Dr. Peter Caspari, Dipl.-Psychologe, Beratungstelle KIBS , Institut für Praxisforschung und Projektberatung (IPP) München
Workshop 5: Pornös oder was?! – Wie man Jugendlichen Wissen über Pornos und die rechtliche Situation dazu vermitteln kann
In diesem Workshop werden wir uns anschauen, wie und aus welchen Motiven heraus Jugendliche Pornografie nutzen. Wir kommen darüber ins Gespräch, wie pornografische Inhalte im sexuell grenzverletzenden Verhalten eingesetzt werden und wie man dem begegnen kann. Abgerundet wird der Workshop mit einem Quiz über die rechtliche Situation und typische Pornolügen, die ein falsches Bild von Sexualität und Druck auf die Mädchen und Jungen aufbauen.
Michael Kröger, Dipl.-Sozialpädagoge und Sexualpädagoge, Aktion Jugendschutz, Landesarbeitsstelle Bayern e.V.
Workshop 6: Jugendliche Misshandler im Panoramafenster – Facetten der Erscheinungsformen und erforderliche Formate für die therapeutisch orientierte Beratungsarbeit
Anhand von Fallbeispielen wollen wir im Workshop die unterschiedlichen Erscheinungsformen, wie die jugendlichen Misshandler zur Rückfallprävention im Kontext der sexualisierten Gewalt angefragt werden, betrachten. Angefangen vom hochbegabten Gymnasiasten (19 J.), der seine Mitschülerin sexuell nötigt, über die Jungs im Alter von 12 Jahren (Versenden von sexualisierten Bildern), bis hin zu den Jugendlichen mit den verschiedenen Beeinträchtigungen (Autismus-Spektrums-Störung, FASD, Lernbehinderung, Sprachstörung, u.v.m.), die Übergriffe begehen. Was brauchen die einzelnen Jugendlichen, dass sie sich ihren begangenen Grenzverletzungen stellen und in eine Verantwortungshaltung kommen? Was sollte ich als Berater*in / Therapeut*in bereitstellen, damit eine integrativ wirkende Arbeitsbeziehung entstehen kann?

━━━━━━━━━━━━━━━━

- _ARBEITSAUFTRAG 1_: Welche Beeinträchtigungen von Jugendlichen nennt der Ausgangstext in der Klammer ausdrücklich beim Namen?
- _ARBEITSAUFTRAG 2_: Schreiben Sie aus dem Ausgangstext den Abschnitt von "Dr. Peter Caspari, Dipl.-Psychologe, Beratungstelle" bis einschließlich "und Jungen aufbauen." wortgetreu ab.
Stützen Sie sich ausschließlich auf den Ausgangstext.

- _DATENSÄTZE_:

━━━━━━━━━━━━━━━━

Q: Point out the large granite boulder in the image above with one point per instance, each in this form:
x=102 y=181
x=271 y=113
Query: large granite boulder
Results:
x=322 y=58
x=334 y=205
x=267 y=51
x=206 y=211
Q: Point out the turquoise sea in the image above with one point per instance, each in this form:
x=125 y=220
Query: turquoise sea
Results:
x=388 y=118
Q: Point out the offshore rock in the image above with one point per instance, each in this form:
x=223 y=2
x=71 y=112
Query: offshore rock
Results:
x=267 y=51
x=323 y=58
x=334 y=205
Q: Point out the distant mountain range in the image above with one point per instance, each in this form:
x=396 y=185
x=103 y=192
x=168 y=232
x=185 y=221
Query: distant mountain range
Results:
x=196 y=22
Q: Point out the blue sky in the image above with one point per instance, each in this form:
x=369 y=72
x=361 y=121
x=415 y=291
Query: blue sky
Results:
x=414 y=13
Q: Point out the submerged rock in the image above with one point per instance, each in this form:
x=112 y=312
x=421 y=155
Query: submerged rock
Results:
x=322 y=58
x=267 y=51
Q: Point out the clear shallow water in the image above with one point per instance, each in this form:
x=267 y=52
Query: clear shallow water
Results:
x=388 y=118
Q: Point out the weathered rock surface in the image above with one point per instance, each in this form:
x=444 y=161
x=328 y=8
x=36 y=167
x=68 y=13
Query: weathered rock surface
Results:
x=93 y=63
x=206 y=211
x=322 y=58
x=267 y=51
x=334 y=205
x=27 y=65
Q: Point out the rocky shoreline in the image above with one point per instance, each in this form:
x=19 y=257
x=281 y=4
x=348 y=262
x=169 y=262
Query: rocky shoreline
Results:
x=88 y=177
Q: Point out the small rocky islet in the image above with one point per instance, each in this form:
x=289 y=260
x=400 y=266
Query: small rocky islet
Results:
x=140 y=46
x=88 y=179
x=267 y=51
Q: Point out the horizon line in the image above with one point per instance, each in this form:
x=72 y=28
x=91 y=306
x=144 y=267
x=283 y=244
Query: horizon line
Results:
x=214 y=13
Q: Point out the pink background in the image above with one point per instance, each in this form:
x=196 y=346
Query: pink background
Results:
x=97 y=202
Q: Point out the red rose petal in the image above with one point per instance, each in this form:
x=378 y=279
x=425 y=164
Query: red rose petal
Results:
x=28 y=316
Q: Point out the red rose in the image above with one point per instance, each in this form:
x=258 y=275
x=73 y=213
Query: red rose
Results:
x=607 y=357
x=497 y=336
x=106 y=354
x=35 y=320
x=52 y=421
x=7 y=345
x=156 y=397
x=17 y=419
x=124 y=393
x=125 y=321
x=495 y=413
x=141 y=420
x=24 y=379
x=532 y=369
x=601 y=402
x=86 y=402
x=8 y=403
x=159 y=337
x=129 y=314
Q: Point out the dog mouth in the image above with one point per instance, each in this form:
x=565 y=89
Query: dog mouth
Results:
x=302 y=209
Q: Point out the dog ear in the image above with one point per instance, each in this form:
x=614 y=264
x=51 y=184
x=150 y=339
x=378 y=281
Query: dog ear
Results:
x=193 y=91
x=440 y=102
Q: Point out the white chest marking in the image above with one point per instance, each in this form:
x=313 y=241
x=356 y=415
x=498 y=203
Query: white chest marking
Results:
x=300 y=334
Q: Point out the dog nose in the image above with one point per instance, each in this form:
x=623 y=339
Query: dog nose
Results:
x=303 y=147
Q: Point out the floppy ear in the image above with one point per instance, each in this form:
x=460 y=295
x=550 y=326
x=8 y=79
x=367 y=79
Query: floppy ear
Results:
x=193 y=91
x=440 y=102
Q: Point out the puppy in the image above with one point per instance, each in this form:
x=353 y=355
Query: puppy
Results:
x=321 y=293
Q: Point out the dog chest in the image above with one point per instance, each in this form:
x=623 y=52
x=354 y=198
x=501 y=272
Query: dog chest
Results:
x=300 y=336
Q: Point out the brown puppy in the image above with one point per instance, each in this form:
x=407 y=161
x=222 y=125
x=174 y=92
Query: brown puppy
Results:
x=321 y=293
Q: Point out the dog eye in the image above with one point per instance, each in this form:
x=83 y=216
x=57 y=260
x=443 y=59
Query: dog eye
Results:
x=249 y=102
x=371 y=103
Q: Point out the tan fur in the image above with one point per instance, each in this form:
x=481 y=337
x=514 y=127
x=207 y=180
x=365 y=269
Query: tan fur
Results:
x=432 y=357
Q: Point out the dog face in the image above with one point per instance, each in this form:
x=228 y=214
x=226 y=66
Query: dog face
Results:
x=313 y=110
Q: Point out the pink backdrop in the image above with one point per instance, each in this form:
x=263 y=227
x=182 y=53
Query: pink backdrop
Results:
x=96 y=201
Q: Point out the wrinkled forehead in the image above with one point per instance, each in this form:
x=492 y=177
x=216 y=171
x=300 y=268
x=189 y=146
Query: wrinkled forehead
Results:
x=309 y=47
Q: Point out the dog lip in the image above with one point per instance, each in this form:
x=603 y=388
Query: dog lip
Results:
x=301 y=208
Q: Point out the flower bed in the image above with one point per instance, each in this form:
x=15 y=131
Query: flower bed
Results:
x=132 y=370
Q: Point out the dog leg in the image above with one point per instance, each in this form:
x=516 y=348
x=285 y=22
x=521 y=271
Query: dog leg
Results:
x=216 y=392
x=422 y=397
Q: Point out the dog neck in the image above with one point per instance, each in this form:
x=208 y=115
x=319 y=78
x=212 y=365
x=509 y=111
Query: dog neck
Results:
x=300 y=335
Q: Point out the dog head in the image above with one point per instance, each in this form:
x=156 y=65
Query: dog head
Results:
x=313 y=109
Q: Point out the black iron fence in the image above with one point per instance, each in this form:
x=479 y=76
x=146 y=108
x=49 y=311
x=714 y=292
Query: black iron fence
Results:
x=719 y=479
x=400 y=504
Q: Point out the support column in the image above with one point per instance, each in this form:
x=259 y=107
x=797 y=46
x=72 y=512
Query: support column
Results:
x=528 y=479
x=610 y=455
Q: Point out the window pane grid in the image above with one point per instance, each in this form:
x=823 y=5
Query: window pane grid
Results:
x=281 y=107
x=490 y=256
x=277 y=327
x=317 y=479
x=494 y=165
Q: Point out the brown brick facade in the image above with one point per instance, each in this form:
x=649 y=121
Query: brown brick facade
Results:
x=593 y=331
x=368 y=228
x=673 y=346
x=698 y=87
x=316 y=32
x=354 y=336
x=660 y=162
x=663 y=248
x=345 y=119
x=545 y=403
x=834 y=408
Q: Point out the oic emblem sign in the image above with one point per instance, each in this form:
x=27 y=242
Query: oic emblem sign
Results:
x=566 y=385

━━━━━━━━━━━━━━━━

- _ERWARTETE ANTWORT 1_: Autismus-Spektrums-Störung, FASD, Lernbehinderung, Sprachstörung

- _ERWARTETE ANTWORT 2_:
Dr. Peter Caspari, Dipl.-Psychologe, Beratungstelle KIBS , Institut für Praxisforschung und Projektberatung (IPP) München
Workshop 5: Pornös oder was?! – Wie man Jugendlichen Wissen über Pornos und die rechtliche Situation dazu vermitteln kann
In diesem Workshop werden wir uns anschauen, wie und aus welchen Motiven heraus Jugendliche Pornografie nutzen. Wir kommen darüber ins Gespräch, wie pornografische Inhalte im sexuell grenzverletzenden Verhalten eingesetzt werden und wie man dem begegnen kann. Abgerundet wird der Workshop mit einem Quiz über die rechtliche Situation und typische Pornolügen, die ein falsches Bild von Sexualität und Druck auf die Mädchen und Jungen aufbauen.